— DATA FOR THIS EXERCISE —
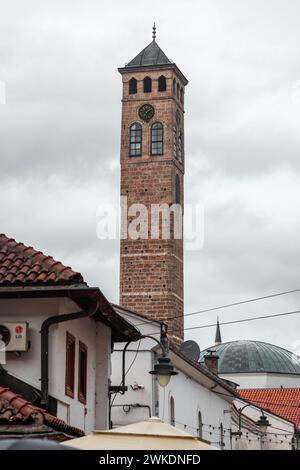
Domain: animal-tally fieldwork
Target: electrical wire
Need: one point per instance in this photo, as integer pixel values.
(263, 317)
(244, 320)
(133, 361)
(234, 304)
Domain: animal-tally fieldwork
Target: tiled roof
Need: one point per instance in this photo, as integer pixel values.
(21, 265)
(14, 409)
(283, 402)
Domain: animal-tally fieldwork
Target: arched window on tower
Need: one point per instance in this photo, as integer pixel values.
(175, 141)
(157, 139)
(222, 444)
(181, 95)
(162, 83)
(200, 425)
(174, 87)
(147, 85)
(132, 86)
(180, 146)
(172, 411)
(135, 140)
(177, 190)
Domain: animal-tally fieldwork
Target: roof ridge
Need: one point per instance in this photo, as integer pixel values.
(45, 267)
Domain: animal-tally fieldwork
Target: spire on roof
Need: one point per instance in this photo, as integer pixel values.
(218, 338)
(154, 32)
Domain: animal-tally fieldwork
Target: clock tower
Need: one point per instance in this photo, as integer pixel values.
(152, 174)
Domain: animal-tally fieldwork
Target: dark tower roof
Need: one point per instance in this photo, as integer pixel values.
(218, 338)
(151, 55)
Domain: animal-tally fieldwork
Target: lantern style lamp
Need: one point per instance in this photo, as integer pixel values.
(163, 370)
(263, 424)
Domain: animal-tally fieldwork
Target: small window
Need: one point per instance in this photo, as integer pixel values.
(200, 425)
(172, 412)
(222, 443)
(82, 373)
(175, 141)
(162, 83)
(180, 147)
(177, 190)
(157, 139)
(132, 86)
(70, 365)
(147, 85)
(135, 140)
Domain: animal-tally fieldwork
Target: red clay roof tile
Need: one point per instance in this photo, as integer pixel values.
(22, 265)
(14, 409)
(283, 402)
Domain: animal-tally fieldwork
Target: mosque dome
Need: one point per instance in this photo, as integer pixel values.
(238, 357)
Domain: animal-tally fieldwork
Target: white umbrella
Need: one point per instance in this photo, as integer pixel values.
(152, 434)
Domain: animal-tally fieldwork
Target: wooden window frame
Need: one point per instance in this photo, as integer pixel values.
(135, 139)
(154, 139)
(70, 387)
(82, 397)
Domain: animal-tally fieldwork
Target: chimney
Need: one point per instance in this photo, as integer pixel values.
(211, 361)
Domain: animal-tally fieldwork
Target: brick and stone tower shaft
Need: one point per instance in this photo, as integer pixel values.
(152, 173)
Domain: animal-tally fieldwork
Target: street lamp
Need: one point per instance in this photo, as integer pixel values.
(263, 423)
(163, 370)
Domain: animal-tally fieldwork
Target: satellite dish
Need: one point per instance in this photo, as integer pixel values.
(191, 349)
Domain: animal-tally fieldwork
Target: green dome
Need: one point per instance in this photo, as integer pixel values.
(254, 356)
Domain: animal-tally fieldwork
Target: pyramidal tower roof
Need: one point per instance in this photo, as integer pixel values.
(151, 56)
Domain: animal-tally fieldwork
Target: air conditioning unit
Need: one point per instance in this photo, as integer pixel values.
(14, 336)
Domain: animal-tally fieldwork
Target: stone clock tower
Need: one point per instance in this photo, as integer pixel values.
(152, 173)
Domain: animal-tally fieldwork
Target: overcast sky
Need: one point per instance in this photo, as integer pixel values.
(60, 133)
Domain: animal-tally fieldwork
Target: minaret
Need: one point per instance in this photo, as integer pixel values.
(152, 172)
(218, 338)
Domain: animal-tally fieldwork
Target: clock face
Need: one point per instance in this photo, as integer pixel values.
(146, 112)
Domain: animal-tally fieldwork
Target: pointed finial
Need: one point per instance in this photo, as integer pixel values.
(154, 31)
(218, 338)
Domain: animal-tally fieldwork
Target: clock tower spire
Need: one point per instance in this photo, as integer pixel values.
(152, 175)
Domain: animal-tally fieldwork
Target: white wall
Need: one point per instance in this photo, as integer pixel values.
(260, 380)
(27, 366)
(190, 398)
(189, 395)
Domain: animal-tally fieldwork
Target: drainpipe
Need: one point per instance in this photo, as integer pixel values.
(45, 344)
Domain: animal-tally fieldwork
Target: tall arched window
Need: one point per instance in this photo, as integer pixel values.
(162, 83)
(157, 139)
(175, 141)
(172, 411)
(132, 86)
(180, 146)
(147, 85)
(174, 87)
(200, 425)
(177, 190)
(135, 140)
(222, 444)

— TASK DETAILS —
Output the lines above in full and exactly as given, omitting any pictures.

— ANSWER —
Domain: animal-tally fieldwork
Target: electrical wire
Need: one point per instance in this photo, as integer pixel values.
(263, 317)
(244, 320)
(133, 361)
(234, 304)
Domain: animal-tally fieldwork
Target: tiled roof
Need: one point per instance in this photo, as integer pixel values.
(21, 265)
(14, 409)
(283, 402)
Domain: animal-tally fieldwork
Target: arched window on tower
Need: one point per instance in this photo, as integer pixel values.
(175, 141)
(157, 139)
(222, 444)
(181, 95)
(162, 83)
(200, 425)
(174, 87)
(147, 85)
(132, 86)
(180, 146)
(172, 411)
(135, 140)
(177, 190)
Domain: animal-tally fieldwork
Target: roof ridge
Need: one point per instance in this photo, as integer pixel values.
(45, 267)
Domain: animal-tally fieldwork
Target: spire on roof
Need: one point per instance in this photo, as integer pixel values.
(218, 338)
(154, 32)
Domain: animal-tally fieldwork
Target: clock tower
Need: one point per instance in this photo, as integer pixel values.
(152, 174)
Domain: animal-tally fieldwork
Target: dark tower roof
Need: one point per instance in this photo, as integer pixel values.
(218, 338)
(151, 55)
Domain: animal-tally fieldwork
Target: lantern style lamp
Need: one point per instance in this photo, as integer pixel values.
(163, 370)
(263, 424)
Domain: animal-tally fieldwork
Target: small window
Need: one point per instance in this photo, as integer pixel values.
(200, 425)
(172, 412)
(222, 443)
(82, 373)
(175, 141)
(162, 83)
(180, 147)
(177, 190)
(157, 139)
(132, 86)
(70, 365)
(147, 85)
(135, 140)
Domain: animal-tally fieldwork
Target: red clay roof tile
Need: one point per instance in this photo, as integer pixel values.
(22, 265)
(14, 409)
(283, 402)
Domain: animal-tally fieldwork
Target: mosque dome
Need: one point per instance in this photo, as integer pixel values.
(238, 357)
Domain: animal-tally fieldwork
Target: white umbrella
Need: one point per instance in this photo, as integer pixel values.
(152, 434)
Domain: animal-tally fieldwork
Target: wooden window frame
Need: one point per instance in this photo, as integer pixel values.
(135, 139)
(154, 139)
(70, 387)
(82, 397)
Domain: animal-tally fieldwork
Target: chimney
Need: one point per instance in this photo, as integer pixel values.
(211, 361)
Domain: animal-tally fieldwork
Target: brick and stone tower shaft
Need: one point per instance in this photo, as integer pixel values.
(152, 173)
Domain: animal-tally fieldwork
Target: street lamp
Need: one point per instance in this photo, as integer pixel values.
(263, 423)
(163, 370)
Domain: animal-tally fieldwork
Target: satellite dish
Need: one point per instance in this photo, as integer pixel values.
(191, 349)
Domain: animal-tally fieldwork
Target: green dome
Need: one point per instance in this photo, as integer pixel values.
(254, 356)
Domain: animal-tally fieldwork
Target: pyramidal tower roof
Need: one point per instance in this photo, as integer pixel values.
(151, 56)
Domain: animal-tally fieldwork
Target: air conditioning unit
Need: one point per instance in this photo, as integer pixel values.
(14, 336)
Domain: animal-tally fieldwork
Target: stone clock tower
Need: one point per instance in this photo, as integer pixel values.
(152, 173)
Domain: animal-tally fieldwork
Target: overcast sky
Need: one point per instance in this photo, as integer pixel values.
(60, 133)
Domain: animal-tally fieldwork
Target: minaret
Need: one point per instance in this photo, as integer pixel values.
(152, 172)
(218, 338)
Domain: animal-tally fieldwork
Target: clock face
Need: one point per instance in this photo, as integer pixel values.
(146, 112)
Domain: animal-tally fieldwork
Target: pointed finial
Need: one point per instance in this photo, as integer pixel values.
(154, 31)
(218, 338)
Domain: animal-tally fieldwork
Target: clock tower spire
Need: one point per instance in this photo, as integer pixel values.
(152, 175)
Domain: animal-tally fieldwork
Target: white wall
Need: one point per instance in this photo, as integer pixel values.
(260, 380)
(27, 366)
(190, 398)
(189, 395)
Domain: animal-tally fieldwork
Target: drainpipe
Need: one point per instance in this photo, as integer pixel values.
(45, 344)
Domain: animal-tally fieldwork
Target: tall arched window
Need: one point per instance in this photo, as integer pixel values.
(162, 83)
(157, 139)
(175, 141)
(172, 411)
(132, 86)
(180, 146)
(147, 85)
(174, 87)
(200, 425)
(177, 190)
(135, 140)
(222, 444)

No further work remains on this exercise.